TASK OBJECTIVE: Will you extract the entries word for word? Images should not appear in the copy.

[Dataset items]

^^^^^^^^

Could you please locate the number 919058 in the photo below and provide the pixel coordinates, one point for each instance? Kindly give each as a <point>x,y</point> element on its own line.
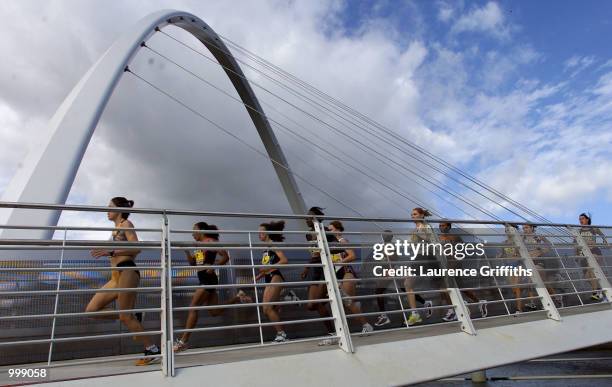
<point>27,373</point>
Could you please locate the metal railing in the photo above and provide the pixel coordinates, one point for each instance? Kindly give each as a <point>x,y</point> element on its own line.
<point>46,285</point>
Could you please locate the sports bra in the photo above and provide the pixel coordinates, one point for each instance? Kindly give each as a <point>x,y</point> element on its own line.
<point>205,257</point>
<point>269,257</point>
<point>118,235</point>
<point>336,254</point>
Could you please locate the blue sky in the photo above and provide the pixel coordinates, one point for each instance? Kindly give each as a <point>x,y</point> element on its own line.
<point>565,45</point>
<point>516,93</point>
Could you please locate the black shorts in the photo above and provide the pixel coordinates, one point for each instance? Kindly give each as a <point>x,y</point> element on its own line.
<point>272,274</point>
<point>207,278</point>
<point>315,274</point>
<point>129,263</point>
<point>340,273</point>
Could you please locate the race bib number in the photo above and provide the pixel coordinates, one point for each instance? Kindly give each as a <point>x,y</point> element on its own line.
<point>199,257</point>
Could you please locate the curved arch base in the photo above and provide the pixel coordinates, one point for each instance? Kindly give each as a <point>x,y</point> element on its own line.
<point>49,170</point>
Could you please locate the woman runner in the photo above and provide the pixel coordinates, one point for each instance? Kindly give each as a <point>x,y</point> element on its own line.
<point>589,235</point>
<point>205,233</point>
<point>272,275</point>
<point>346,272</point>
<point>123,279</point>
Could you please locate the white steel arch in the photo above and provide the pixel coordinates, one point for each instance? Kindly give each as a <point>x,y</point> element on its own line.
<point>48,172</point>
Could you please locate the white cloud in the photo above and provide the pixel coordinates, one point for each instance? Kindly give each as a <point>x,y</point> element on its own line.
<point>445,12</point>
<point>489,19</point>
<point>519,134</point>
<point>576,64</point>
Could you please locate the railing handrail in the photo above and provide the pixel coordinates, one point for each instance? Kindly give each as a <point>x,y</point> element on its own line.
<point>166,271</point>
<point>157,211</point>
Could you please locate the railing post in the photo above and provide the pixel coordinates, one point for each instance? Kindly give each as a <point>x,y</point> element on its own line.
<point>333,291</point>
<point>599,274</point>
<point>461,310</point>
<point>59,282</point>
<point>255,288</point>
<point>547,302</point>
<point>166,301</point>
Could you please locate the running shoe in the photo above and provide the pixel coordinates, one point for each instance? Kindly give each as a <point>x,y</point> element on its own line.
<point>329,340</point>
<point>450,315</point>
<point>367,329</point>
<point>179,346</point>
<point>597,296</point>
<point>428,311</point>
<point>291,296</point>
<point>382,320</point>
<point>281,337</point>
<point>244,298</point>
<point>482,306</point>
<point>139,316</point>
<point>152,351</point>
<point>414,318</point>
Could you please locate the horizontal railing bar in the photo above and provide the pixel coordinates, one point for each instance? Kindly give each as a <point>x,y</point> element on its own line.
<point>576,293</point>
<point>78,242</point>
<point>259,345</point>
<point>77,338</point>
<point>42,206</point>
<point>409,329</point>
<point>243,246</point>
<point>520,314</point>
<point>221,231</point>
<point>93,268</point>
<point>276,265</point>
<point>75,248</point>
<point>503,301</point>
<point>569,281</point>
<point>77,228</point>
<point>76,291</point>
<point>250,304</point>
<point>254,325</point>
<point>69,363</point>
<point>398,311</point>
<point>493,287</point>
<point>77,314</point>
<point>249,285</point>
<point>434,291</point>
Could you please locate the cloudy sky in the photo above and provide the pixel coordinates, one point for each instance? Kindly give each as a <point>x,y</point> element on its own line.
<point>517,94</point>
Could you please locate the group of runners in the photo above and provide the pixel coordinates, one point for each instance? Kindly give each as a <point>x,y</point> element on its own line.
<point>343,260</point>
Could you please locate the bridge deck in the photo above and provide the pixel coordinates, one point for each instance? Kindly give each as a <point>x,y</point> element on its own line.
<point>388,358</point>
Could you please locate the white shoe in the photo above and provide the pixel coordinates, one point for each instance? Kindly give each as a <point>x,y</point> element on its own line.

^^^^^^^^

SOLVED PROBLEM:
Could you please locate the number 919058 in the photo below and provide the pixel coordinates, one point for each instance? Kindly give each as a <point>x,y</point> element on its own line.
<point>27,373</point>
Could you please locate the metal railing in the photo above and provide the pixel coordinates, one point for each instance? Kindly give each as a <point>x,y</point> element on its own line.
<point>46,285</point>
Could you please locate the sports bra in the photo above and provide the pixel coordinates, one point for each instance? Kindly give each as a <point>x,y</point> element on its own line.
<point>205,257</point>
<point>269,257</point>
<point>118,235</point>
<point>336,254</point>
Could you please locate the blue sky in the photo above and provide the pixel coordinates, one point for each instance? Kindly give each as a <point>x,y</point> element on its own line.
<point>565,45</point>
<point>516,93</point>
Could you please locate the black shorts in the photo above and provide the pixel coordinates, one point for each instance? Kindly give each as a <point>x,y</point> element on its own line.
<point>272,274</point>
<point>207,278</point>
<point>315,274</point>
<point>129,263</point>
<point>340,273</point>
Could you please locate the race bib number in the photo above and provide the pixel coordinates, one point for each instance? Kindly give each as a <point>x,y</point> element on its own line.
<point>199,257</point>
Could you please locate the curved arch base in the photo above and provide the pixel coordinates, one point for each instance? Kindly give each as a <point>x,y</point> element on its own line.
<point>49,170</point>
Could you please locate the woman runner in the photo above and provide the pixel coordinates, one point for each instance? Kindly give each as a <point>x,y</point> element on its own line.
<point>589,235</point>
<point>205,233</point>
<point>272,275</point>
<point>346,272</point>
<point>123,279</point>
Could you please locate the white steel arch in the photo above and provide the pixel coordinates, one point for each instance? Kindly give each as a <point>x,y</point> element on its own line.
<point>48,172</point>
Could you please locate the white cloud in the photo above and provide the pixel coordinates, one point for each instance? Kindly give each as a <point>x,y</point> element on its own line.
<point>445,12</point>
<point>489,19</point>
<point>519,134</point>
<point>576,64</point>
Could you please locate the railing handrail in the photo above and provide the pixel coordinates, one point for each instance? Kindly give each as a <point>x,y</point> element on its own line.
<point>166,271</point>
<point>157,211</point>
Could you please locate the railing post in the photo above and provide the pixel coordinates, one point for each instance? Kindly give each as a <point>x,y</point> element on its own line.
<point>333,291</point>
<point>599,274</point>
<point>461,310</point>
<point>59,282</point>
<point>255,288</point>
<point>547,302</point>
<point>166,301</point>
Could you please locate the running shoe in the photo above and provide the pixel coordinates, one point for each instance? Kindly give each as a <point>x,y</point> element on its own line.
<point>329,340</point>
<point>450,315</point>
<point>367,329</point>
<point>179,346</point>
<point>597,296</point>
<point>428,311</point>
<point>291,296</point>
<point>382,320</point>
<point>281,337</point>
<point>244,298</point>
<point>482,306</point>
<point>139,316</point>
<point>152,351</point>
<point>414,318</point>
Could you please locate the horizontal railing bar in the photo above and provide the pixel coordinates, one point for each instance? Kindly give each as a <point>x,y</point> element on its own line.
<point>576,293</point>
<point>78,242</point>
<point>259,345</point>
<point>77,338</point>
<point>42,206</point>
<point>409,329</point>
<point>243,246</point>
<point>520,314</point>
<point>221,231</point>
<point>93,268</point>
<point>276,265</point>
<point>75,248</point>
<point>503,301</point>
<point>569,281</point>
<point>77,228</point>
<point>76,291</point>
<point>250,304</point>
<point>254,325</point>
<point>69,363</point>
<point>398,311</point>
<point>493,287</point>
<point>77,314</point>
<point>249,285</point>
<point>434,291</point>
Could you please locate the cloudy sky in the photo above and provide the pixel coordinates, one point for each instance? Kindly give each as a <point>x,y</point> element on its own line.
<point>517,94</point>
Could you please locate the group of runners in the photo above and provide the pixel coordinates, one point for each instance? Kindly give each as a <point>x,y</point> element on its own line.
<point>343,260</point>
Could you please locate the bridge deck in the photo above and provide the pixel coordinates, one point for each instance? Kindly give each as a <point>x,y</point> element on its own line.
<point>388,358</point>
Could you please locate the white shoe in the photo above and provide the pixel coordinates, one point for each instance? Kindly give each as a <point>x,y</point> element on its own line.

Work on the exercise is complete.